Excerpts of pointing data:
— BEGIN —

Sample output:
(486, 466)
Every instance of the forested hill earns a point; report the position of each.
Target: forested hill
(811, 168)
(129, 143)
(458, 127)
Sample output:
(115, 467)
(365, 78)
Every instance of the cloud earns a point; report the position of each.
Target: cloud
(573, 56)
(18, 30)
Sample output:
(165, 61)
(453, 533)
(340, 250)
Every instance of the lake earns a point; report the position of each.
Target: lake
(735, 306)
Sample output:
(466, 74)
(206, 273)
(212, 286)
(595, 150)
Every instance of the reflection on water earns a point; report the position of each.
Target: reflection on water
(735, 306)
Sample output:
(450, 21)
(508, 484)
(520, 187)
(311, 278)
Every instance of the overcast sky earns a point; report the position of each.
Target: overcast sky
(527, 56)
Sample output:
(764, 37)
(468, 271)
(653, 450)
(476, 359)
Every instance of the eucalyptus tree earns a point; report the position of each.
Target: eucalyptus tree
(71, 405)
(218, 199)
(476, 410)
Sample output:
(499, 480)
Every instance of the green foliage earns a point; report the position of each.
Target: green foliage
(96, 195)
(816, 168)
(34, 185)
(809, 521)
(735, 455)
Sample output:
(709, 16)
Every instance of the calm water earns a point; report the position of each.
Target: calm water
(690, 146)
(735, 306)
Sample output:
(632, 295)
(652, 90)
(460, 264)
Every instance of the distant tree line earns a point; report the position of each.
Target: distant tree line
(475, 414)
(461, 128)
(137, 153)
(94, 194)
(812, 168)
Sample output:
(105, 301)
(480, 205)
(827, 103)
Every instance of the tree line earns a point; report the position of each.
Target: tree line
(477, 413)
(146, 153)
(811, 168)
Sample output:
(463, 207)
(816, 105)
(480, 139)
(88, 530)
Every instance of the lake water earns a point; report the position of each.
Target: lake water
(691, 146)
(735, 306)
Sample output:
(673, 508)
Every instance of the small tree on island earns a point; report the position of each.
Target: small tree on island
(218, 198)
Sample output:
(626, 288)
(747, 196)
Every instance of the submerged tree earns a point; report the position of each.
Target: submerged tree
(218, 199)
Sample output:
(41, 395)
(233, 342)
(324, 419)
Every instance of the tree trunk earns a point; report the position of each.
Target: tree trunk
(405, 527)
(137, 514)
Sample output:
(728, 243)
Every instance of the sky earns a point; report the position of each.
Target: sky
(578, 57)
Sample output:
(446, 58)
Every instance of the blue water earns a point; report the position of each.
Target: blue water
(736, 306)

— END —

Prompt> Nothing should be left out: repeat all of the data exactly.

The response>
Sample output:
(486, 466)
Every instance of the forested hill earns a point; report the position of each.
Target: forested hill
(811, 168)
(129, 143)
(458, 127)
Sample output:
(115, 467)
(365, 78)
Every instance of the cloud earns a point; report the position of each.
Target: cloud
(573, 56)
(18, 30)
Sample output:
(165, 61)
(453, 533)
(340, 250)
Every instance of the lake earns a point; report the position of each.
Target: lake
(735, 306)
Sample output:
(466, 74)
(206, 273)
(212, 286)
(595, 150)
Every instance of the reflection on water earns a point; report the position of each.
Target: reflection on water
(735, 306)
Sample output:
(450, 21)
(508, 484)
(520, 187)
(311, 278)
Every instance of the overcast sky earns a point; report the position of each.
Target: overcast sky
(527, 56)
Sample output:
(764, 37)
(468, 271)
(653, 450)
(476, 359)
Every instance of the eucalyptus tree earns a point; report the position of each.
Target: eucalyptus tree
(71, 405)
(218, 199)
(476, 410)
Sample output:
(499, 480)
Every instance of the green foliage earns a point; report the position of each.
Target: green foliage
(96, 195)
(816, 168)
(34, 185)
(809, 521)
(735, 455)
Sample output:
(709, 16)
Every instance of the calm water earns a point; report the position of each.
Target: calm water
(690, 146)
(735, 306)
Sample output:
(632, 295)
(652, 90)
(460, 264)
Every instance of the distant tree line earns a point; report the position of each.
Target: distant tree line
(475, 414)
(461, 128)
(137, 153)
(94, 194)
(812, 168)
Sample output:
(105, 301)
(480, 205)
(827, 103)
Every instance of the tree line earns a point; report the position of each.
Target: tree line
(477, 413)
(146, 153)
(811, 168)
Sample output:
(463, 207)
(816, 105)
(480, 139)
(88, 530)
Every instance of the lake water earns a point; report the position of each.
Target: lake water
(691, 146)
(735, 306)
Sample output:
(673, 508)
Every instance of the small tree on island earns a point; report the position of each.
Target: small tree on island
(218, 198)
Sample output:
(626, 288)
(747, 196)
Every instance of the submerged tree earns a point; report the position of each.
Target: submerged tree
(218, 199)
Sample output:
(41, 395)
(233, 342)
(324, 419)
Every instance of the tree trunk earns a point; report the position of each.
Target: tree trunk
(405, 527)
(137, 514)
Sample output:
(728, 243)
Every instance of the sky earns a point; report the position of each.
Target: sky
(578, 57)
Sample output:
(446, 58)
Every instance of the blue water earns a point; report the position of each.
Target: blue water
(736, 306)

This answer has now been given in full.